** BRIEF **
Update the lines from the one containing "Target: closet with hanging clothes" through the end of the records by changing "closet" to "wardrobe", and give those lines again with nothing else altered.

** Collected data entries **

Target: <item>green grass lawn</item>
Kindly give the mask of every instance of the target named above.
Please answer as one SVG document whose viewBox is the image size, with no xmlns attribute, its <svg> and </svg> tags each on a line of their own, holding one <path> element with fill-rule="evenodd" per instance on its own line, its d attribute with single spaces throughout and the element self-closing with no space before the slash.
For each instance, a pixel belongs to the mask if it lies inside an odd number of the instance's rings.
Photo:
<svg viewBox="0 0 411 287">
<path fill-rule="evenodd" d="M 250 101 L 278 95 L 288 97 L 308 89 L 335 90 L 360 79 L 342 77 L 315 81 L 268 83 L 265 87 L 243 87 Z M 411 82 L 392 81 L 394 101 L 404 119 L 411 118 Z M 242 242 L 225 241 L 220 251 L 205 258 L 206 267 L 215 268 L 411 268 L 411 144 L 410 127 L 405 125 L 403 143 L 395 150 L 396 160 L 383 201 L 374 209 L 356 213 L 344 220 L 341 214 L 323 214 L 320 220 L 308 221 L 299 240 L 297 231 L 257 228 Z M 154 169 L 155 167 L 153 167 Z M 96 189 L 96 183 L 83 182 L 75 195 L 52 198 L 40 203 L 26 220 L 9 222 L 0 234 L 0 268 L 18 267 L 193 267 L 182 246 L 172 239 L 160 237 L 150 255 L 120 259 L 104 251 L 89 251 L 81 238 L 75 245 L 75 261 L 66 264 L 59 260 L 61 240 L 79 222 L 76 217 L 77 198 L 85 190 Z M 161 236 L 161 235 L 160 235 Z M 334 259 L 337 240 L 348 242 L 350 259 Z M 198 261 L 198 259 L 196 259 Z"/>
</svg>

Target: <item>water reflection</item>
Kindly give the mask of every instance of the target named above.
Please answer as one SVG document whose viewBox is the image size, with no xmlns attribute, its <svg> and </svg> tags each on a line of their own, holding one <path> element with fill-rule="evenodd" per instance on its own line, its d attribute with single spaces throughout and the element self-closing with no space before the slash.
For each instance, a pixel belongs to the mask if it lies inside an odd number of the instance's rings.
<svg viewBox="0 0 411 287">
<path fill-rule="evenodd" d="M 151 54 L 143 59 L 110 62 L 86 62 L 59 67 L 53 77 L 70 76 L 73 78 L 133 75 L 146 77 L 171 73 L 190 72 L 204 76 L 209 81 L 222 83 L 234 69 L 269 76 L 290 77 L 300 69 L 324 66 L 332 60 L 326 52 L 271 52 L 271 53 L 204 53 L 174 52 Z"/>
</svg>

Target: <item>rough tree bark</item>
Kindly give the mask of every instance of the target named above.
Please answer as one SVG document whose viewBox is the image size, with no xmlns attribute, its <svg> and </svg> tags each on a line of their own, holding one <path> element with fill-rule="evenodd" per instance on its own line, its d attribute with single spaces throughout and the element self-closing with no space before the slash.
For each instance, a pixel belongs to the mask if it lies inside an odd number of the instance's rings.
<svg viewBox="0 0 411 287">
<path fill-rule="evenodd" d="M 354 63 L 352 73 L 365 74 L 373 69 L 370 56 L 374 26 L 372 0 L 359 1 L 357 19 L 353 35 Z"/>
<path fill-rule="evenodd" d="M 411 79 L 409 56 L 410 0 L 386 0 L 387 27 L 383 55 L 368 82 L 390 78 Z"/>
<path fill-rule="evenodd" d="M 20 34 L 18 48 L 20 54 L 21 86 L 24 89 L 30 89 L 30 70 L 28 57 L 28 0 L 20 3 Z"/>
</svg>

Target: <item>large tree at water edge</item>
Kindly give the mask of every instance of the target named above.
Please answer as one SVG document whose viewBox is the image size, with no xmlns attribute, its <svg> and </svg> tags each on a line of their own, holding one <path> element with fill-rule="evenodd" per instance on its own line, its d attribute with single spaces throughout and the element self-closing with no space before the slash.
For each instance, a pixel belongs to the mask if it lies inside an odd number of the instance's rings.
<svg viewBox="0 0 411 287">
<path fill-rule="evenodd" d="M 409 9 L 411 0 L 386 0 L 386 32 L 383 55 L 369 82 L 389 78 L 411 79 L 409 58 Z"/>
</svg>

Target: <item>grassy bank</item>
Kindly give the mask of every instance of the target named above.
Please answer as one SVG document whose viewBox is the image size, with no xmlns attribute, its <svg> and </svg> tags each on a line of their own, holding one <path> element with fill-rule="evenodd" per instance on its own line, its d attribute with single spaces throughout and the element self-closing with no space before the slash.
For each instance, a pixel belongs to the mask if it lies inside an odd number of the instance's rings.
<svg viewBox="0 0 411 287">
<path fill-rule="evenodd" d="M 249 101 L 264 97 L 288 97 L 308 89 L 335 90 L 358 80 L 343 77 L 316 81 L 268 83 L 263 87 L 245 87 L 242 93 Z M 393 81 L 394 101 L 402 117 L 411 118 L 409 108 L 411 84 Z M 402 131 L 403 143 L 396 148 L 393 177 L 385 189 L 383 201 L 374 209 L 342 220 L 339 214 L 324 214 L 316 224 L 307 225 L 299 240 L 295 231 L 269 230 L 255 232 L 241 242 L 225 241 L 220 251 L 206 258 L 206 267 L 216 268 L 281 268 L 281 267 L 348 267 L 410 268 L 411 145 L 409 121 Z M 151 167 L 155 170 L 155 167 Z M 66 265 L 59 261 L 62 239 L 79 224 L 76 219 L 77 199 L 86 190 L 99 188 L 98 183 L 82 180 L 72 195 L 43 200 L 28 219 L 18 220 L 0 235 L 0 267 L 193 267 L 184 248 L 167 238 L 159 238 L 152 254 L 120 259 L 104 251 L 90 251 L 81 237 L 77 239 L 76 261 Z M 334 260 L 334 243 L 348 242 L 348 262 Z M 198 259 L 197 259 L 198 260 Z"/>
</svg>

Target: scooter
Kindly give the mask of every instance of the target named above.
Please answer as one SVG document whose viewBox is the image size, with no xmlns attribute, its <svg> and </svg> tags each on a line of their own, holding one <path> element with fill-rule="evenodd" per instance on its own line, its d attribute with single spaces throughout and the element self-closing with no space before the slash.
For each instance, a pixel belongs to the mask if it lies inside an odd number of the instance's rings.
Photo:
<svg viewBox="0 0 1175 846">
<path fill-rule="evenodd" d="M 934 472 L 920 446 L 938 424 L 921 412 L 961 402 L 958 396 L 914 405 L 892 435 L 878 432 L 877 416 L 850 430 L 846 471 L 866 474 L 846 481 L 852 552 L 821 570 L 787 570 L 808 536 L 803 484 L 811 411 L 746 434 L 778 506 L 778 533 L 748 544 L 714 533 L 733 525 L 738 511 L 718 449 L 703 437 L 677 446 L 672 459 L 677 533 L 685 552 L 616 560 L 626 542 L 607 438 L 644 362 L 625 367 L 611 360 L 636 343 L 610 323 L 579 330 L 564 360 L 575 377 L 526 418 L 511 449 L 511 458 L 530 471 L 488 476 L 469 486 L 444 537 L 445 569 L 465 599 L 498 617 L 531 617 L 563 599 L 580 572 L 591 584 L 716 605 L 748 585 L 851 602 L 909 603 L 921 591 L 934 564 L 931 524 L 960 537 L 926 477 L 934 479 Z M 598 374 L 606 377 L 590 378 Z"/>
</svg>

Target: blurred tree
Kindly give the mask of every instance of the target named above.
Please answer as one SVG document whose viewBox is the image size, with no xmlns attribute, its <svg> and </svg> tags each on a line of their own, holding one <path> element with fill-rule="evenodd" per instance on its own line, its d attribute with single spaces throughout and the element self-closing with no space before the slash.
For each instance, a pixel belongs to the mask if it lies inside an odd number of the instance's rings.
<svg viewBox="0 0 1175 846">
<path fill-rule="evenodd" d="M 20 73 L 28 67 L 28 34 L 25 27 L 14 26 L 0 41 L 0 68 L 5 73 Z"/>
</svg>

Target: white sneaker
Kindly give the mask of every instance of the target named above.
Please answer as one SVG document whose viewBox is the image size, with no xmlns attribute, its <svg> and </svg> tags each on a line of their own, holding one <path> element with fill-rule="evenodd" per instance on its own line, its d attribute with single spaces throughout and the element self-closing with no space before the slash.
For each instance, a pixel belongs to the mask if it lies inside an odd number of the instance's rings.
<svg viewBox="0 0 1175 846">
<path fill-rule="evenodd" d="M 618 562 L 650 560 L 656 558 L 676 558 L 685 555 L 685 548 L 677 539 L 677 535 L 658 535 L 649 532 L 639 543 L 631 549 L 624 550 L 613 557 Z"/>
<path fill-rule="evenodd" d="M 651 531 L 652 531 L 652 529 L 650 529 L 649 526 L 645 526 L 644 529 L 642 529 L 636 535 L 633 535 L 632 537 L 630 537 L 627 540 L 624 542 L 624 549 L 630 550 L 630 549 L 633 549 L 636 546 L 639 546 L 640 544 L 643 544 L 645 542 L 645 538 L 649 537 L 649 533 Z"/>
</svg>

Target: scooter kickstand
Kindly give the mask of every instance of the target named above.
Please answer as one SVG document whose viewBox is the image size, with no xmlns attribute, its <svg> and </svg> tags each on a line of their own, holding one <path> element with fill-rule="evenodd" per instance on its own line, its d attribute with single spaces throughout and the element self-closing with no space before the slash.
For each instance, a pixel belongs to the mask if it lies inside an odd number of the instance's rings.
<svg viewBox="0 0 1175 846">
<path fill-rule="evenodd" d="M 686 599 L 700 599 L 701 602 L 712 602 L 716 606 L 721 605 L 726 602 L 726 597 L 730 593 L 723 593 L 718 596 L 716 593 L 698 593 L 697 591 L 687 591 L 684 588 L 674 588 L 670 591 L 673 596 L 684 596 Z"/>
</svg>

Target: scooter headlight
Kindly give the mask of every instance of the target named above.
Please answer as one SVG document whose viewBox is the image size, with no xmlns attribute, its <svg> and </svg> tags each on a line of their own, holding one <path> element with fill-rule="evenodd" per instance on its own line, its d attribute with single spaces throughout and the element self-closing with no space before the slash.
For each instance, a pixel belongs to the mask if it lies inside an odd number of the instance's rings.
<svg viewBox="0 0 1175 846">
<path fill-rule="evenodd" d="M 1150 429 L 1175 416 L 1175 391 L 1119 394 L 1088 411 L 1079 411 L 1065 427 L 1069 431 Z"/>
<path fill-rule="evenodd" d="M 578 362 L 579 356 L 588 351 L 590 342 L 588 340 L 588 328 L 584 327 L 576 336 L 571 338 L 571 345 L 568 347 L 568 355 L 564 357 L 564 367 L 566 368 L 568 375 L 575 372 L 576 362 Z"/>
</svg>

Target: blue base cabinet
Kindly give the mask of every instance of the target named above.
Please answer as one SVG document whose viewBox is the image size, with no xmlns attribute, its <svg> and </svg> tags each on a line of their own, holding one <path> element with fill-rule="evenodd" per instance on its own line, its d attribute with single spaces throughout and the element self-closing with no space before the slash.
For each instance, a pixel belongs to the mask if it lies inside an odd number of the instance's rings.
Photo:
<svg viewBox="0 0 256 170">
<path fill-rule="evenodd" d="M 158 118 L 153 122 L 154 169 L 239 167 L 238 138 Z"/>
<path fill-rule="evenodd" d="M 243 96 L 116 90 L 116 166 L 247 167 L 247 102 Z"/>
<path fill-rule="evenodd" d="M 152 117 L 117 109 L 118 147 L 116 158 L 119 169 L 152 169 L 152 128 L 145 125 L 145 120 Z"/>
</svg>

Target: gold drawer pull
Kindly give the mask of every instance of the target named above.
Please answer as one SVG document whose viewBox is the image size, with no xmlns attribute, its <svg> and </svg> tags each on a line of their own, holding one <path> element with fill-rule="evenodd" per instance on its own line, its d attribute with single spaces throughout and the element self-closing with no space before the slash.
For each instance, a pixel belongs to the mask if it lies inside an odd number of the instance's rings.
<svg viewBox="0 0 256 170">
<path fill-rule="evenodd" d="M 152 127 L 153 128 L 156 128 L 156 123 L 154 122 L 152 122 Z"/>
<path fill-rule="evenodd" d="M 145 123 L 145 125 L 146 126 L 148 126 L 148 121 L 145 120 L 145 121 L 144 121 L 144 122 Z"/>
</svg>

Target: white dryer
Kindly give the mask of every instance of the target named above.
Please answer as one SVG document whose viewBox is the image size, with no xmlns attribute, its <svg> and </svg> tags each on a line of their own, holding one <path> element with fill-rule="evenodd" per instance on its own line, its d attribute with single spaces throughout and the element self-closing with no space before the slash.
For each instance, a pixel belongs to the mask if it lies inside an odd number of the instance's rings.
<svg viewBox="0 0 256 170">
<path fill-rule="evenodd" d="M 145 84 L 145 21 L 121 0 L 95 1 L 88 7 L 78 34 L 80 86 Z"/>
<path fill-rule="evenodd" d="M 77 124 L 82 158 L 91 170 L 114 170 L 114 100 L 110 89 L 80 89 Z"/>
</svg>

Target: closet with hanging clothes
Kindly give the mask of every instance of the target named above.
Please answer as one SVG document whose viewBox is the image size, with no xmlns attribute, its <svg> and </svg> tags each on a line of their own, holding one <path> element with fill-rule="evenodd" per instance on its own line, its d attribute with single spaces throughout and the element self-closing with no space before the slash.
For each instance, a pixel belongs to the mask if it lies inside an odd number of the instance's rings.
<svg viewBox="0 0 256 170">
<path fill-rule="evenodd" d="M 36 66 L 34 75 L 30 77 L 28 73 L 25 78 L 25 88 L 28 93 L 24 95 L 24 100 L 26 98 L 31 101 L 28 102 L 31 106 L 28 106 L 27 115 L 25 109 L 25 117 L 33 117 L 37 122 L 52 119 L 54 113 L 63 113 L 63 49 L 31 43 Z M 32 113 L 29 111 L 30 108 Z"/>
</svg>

** ANSWER **
Target: wardrobe with hanging clothes
Kindly give the mask of every instance of the target named above.
Please answer as one SVG document whose viewBox is the image size, with no xmlns attribute, its <svg> and </svg> tags each on a line of their own, holding one <path> element with fill-rule="evenodd" per instance on its own line, its d attribute with single spaces throughout and the element self-closing with no space before the slash.
For each instance, a pixel belongs to the mask if it lies inside an odd number of the instance's rings.
<svg viewBox="0 0 256 170">
<path fill-rule="evenodd" d="M 36 66 L 34 75 L 30 77 L 28 73 L 25 78 L 25 88 L 28 93 L 24 95 L 24 100 L 26 98 L 31 101 L 28 102 L 31 106 L 28 106 L 27 115 L 25 109 L 25 117 L 33 117 L 37 122 L 52 119 L 54 113 L 63 113 L 63 49 L 31 43 Z M 32 113 L 29 111 L 30 108 Z"/>
</svg>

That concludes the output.